> **JOB**
Express every line of the rows below as a JSON list of strings, one string per line, and leave out any blank lines.

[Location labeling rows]
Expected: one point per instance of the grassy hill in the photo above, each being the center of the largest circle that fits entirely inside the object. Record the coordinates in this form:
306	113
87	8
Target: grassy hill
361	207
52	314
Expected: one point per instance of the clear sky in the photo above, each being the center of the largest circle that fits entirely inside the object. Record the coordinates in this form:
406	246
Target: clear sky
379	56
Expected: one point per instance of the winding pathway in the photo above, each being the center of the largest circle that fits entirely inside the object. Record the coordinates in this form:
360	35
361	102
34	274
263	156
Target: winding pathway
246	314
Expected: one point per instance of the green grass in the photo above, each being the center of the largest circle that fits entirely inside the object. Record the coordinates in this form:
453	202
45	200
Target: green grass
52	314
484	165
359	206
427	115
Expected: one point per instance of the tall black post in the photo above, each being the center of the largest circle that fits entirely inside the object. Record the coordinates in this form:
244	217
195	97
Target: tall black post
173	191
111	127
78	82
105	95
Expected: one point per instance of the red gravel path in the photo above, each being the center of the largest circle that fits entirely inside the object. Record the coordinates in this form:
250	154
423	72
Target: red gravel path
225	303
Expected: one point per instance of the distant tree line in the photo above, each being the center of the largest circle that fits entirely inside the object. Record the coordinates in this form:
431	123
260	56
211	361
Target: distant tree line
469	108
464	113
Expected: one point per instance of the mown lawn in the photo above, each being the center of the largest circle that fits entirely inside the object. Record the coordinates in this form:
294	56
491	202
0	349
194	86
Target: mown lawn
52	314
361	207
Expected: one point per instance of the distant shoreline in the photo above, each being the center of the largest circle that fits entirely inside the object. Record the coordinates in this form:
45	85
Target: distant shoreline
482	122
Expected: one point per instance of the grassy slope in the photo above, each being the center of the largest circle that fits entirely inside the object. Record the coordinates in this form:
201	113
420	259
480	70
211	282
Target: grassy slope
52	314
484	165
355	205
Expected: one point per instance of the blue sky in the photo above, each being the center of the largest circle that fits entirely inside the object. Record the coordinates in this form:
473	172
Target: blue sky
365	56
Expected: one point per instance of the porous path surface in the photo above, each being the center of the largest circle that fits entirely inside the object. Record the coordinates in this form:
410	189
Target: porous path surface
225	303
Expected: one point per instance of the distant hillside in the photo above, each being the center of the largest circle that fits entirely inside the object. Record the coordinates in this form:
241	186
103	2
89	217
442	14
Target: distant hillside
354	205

> **EXPECTED ANSWER**
[
  "Expected: one point per instance of the grassy hill in the photo above, each being the center of the largest circle that fits entirely inside the object. Record the coordinates in this form:",
  "306\t113",
  "87\t8",
  "Target: grassy hill",
  "361\t207",
  "52\t314",
  "Expected: one point per instance of the clear sky in the photo above, each being the center of the largest circle that fits entirely inside the object. Record the coordinates in this form:",
  "406\t246",
  "Target: clear sky",
  "379\t56",
  "Expected: one point per instance of the winding pathway in the photo above, each being the center of the largest circle that fits entirely inside the object. Record the coordinates in this form:",
  "360\t35",
  "361\t102",
  "34\t274",
  "263\t156",
  "Target: winding pathway",
  "246\t314",
  "Expected: one point per instance of the green grass in the photo above, each being the center of the largest circle that fits entirely inside the object. Record the coordinates in this form:",
  "453\t202",
  "45\t200",
  "Target: green grass",
  "52\t314",
  "484\t165",
  "359\t206",
  "427\t115",
  "Expected: one point per instance of the tall black post in the photo above, each being the center of the largest circle that fits entirely inside the object. Record the coordinates in this form:",
  "244\t217",
  "195\t97",
  "Target: tall black post",
  "173\t191",
  "111\t127",
  "78\t82",
  "105\t95",
  "Expected: one point per instance of the red gravel path in the photo above, each being the center of the largest circle that fits entirely inside the object. Record the coordinates in this form:",
  "250\t154",
  "423\t72",
  "Target: red gravel path",
  "225\t303",
  "Expected: one point per instance of the distant tree line in the photo above, each being the center of the largest circle that fits entirely inside the object. Record the coordinates in this form:",
  "431\t123",
  "260\t56",
  "211\t361",
  "Target: distant tree line",
  "469\t108",
  "464\t113",
  "Expected: one point per instance of the mown lawn in the photo above, each being the center of the largest circle that fits entirely inside the object. Record the coordinates in this form:",
  "294\t56",
  "491\t202",
  "0\t349",
  "194\t86",
  "Target: mown lawn",
  "52\t314",
  "361\t207",
  "Expected: one point per instance of the distant shoreline in the photo above, each being the center of the largest circle that fits entirely inside the object. Record the coordinates in this form:",
  "45\t85",
  "Target: distant shoreline",
  "482\t122",
  "Expected: one point per instance of the grassy slope in the photo above, each being the center of the largest circle that fits entirely inside the object. Record the coordinates in this form:",
  "201\t113",
  "420\t259",
  "480\t70",
  "211\t282",
  "Target: grassy slope",
  "52\t314",
  "484\t165",
  "355\t205",
  "Expected: one point per instance of the blue sky in the photo above, each being the center of the largest circle that fits entirely inside the object. Record the coordinates in this form:",
  "473\t172",
  "Target: blue sky",
  "365\t56",
  "Expected: one point per instance of the porous path surface in the photo above, each being the center of the largest circle that fits entirely inside the object. Record the coordinates in this form:",
  "410\t189",
  "Target: porous path surface",
  "225\t303",
  "Expected: one point per instance of the distant hillside in the photo above, each being the center of the largest circle that fits entirely inside the object. Record the coordinates in this form:",
  "241\t186",
  "103\t2",
  "89\t217",
  "442\t14",
  "Target: distant hillside",
  "354\t205"
]